Change "pearl necklace" to "bead necklace" throughout the records below, keep every other line the same, and leave the pictures out of your answer.
— start Records for this task —
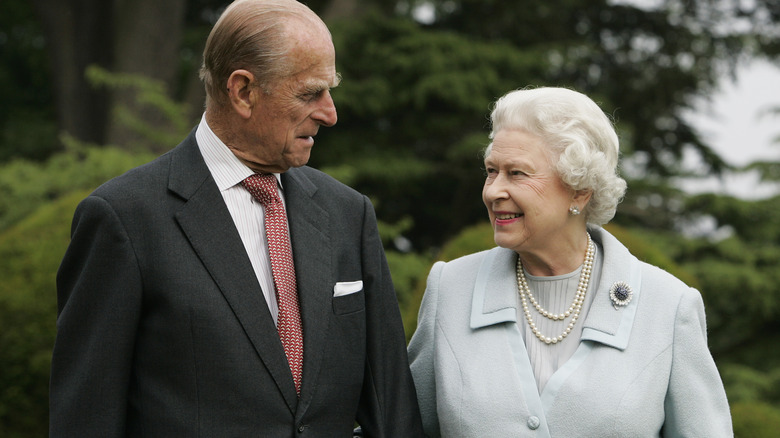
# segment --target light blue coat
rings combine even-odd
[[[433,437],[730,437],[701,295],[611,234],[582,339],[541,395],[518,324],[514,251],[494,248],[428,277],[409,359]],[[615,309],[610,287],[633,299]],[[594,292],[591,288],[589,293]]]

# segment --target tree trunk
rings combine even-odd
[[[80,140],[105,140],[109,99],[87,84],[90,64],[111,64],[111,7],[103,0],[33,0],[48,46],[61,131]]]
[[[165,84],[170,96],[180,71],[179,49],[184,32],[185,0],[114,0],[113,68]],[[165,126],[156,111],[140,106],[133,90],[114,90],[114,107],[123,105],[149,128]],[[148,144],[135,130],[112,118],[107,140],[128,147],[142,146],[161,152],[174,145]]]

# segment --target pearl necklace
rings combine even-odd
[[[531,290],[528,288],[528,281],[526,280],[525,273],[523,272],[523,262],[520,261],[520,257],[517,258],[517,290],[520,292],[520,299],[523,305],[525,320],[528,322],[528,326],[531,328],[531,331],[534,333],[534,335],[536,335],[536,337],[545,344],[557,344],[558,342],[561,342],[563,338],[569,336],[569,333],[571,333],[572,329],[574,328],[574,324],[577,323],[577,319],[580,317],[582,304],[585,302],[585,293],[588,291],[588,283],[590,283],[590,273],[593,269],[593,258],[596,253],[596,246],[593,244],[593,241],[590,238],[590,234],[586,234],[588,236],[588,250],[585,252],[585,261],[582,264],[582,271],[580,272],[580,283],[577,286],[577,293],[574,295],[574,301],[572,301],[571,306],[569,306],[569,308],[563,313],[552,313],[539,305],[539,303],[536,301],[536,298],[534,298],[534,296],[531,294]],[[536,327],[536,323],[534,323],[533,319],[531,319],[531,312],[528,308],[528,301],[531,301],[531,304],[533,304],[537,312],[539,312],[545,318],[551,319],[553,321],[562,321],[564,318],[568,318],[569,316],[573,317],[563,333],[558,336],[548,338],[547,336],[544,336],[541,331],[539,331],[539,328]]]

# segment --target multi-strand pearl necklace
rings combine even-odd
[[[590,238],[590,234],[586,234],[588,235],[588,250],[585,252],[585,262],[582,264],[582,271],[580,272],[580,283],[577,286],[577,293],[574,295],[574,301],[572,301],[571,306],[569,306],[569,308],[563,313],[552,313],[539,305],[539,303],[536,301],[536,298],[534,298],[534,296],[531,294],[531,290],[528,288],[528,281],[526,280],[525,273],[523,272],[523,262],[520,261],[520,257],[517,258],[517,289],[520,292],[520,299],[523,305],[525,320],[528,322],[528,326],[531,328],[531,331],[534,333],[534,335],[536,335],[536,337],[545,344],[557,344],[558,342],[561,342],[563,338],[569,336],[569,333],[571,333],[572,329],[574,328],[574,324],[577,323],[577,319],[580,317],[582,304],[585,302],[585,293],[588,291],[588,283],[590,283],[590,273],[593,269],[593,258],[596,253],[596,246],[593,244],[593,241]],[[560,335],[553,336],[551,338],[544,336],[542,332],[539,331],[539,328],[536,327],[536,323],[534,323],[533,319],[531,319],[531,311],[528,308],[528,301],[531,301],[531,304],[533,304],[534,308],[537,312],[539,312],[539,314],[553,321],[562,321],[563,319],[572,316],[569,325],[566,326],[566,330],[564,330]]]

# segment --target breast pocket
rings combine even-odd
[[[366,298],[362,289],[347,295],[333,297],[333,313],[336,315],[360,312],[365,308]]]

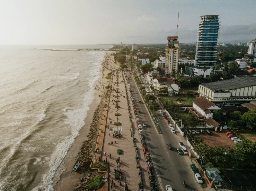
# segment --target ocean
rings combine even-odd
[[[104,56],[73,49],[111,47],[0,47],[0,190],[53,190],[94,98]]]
— end Records for this task —
### The result
# segment --target light blue coat
rings combine even-odd
[[[433,437],[730,437],[701,295],[611,234],[582,339],[541,395],[518,324],[514,251],[494,248],[428,277],[409,359]],[[615,309],[610,287],[633,299]],[[594,292],[591,288],[589,293]]]

# segment --target tree trunk
rings combine even-odd
[[[80,140],[105,140],[109,99],[87,84],[90,64],[111,64],[111,7],[103,0],[33,0],[48,46],[61,131]]]
[[[165,84],[170,96],[180,71],[179,49],[184,32],[185,0],[114,0],[113,68]],[[165,126],[156,111],[140,106],[133,90],[114,90],[114,107],[123,105],[149,128]],[[148,144],[135,130],[112,118],[107,140],[128,147],[142,146],[161,152],[174,145]]]

# segment --target bead necklace
rings combine even-odd
[[[531,290],[528,288],[528,281],[526,280],[525,273],[523,272],[523,262],[520,261],[520,257],[517,258],[517,290],[520,292],[520,299],[523,305],[525,320],[528,322],[528,326],[531,328],[531,331],[534,333],[534,335],[536,335],[536,337],[545,344],[557,344],[558,342],[561,342],[563,338],[569,336],[569,333],[571,333],[572,329],[574,328],[574,324],[577,323],[577,319],[580,317],[582,304],[585,302],[585,293],[588,291],[588,283],[590,283],[590,273],[593,269],[593,258],[596,253],[596,246],[593,244],[593,241],[590,238],[590,234],[586,234],[588,236],[588,250],[585,252],[585,261],[582,264],[582,271],[580,272],[580,283],[577,286],[577,293],[574,295],[574,301],[572,301],[571,306],[569,306],[569,308],[563,313],[552,313],[539,305],[539,303],[536,301],[536,298],[534,298],[534,296],[531,294]],[[536,327],[536,323],[534,323],[533,319],[531,319],[531,312],[528,308],[528,301],[531,301],[531,304],[533,304],[537,312],[539,312],[545,318],[551,319],[553,321],[562,321],[564,318],[568,318],[569,316],[573,317],[563,333],[558,336],[548,338],[547,336],[544,336],[541,331],[539,331],[539,328]]]

# segment --target multi-strand bead necklace
rings combine even-odd
[[[590,238],[590,234],[586,234],[588,235],[588,250],[585,252],[585,262],[582,264],[582,271],[580,272],[580,283],[577,286],[577,293],[574,295],[574,301],[572,301],[571,306],[569,306],[569,308],[563,313],[552,313],[539,305],[539,303],[536,301],[536,298],[534,298],[534,296],[531,294],[531,290],[528,288],[528,281],[526,280],[525,273],[523,272],[523,262],[520,261],[520,257],[517,258],[517,289],[520,292],[520,299],[523,305],[525,320],[528,322],[528,326],[531,328],[531,331],[534,333],[534,335],[536,335],[536,337],[545,344],[557,344],[558,342],[561,342],[563,338],[569,336],[569,333],[571,333],[572,329],[574,328],[574,324],[577,323],[577,319],[580,317],[582,304],[585,302],[585,293],[588,291],[588,283],[590,283],[590,273],[593,269],[593,258],[596,253],[596,246],[593,244],[593,241]],[[560,335],[553,336],[551,338],[544,336],[542,332],[539,331],[539,328],[536,327],[536,323],[534,323],[533,319],[531,319],[531,311],[528,308],[528,301],[531,301],[531,304],[533,304],[534,308],[537,312],[539,312],[539,314],[553,321],[562,321],[563,319],[572,316],[569,325],[566,326],[566,330],[564,330]]]

# segment --target breast pocket
rings combine even-odd
[[[366,298],[362,289],[347,295],[333,297],[333,313],[336,315],[360,312],[365,308]]]

# segment --target ocean
rings combine even-odd
[[[104,56],[73,49],[111,47],[0,47],[0,190],[53,190],[94,98]]]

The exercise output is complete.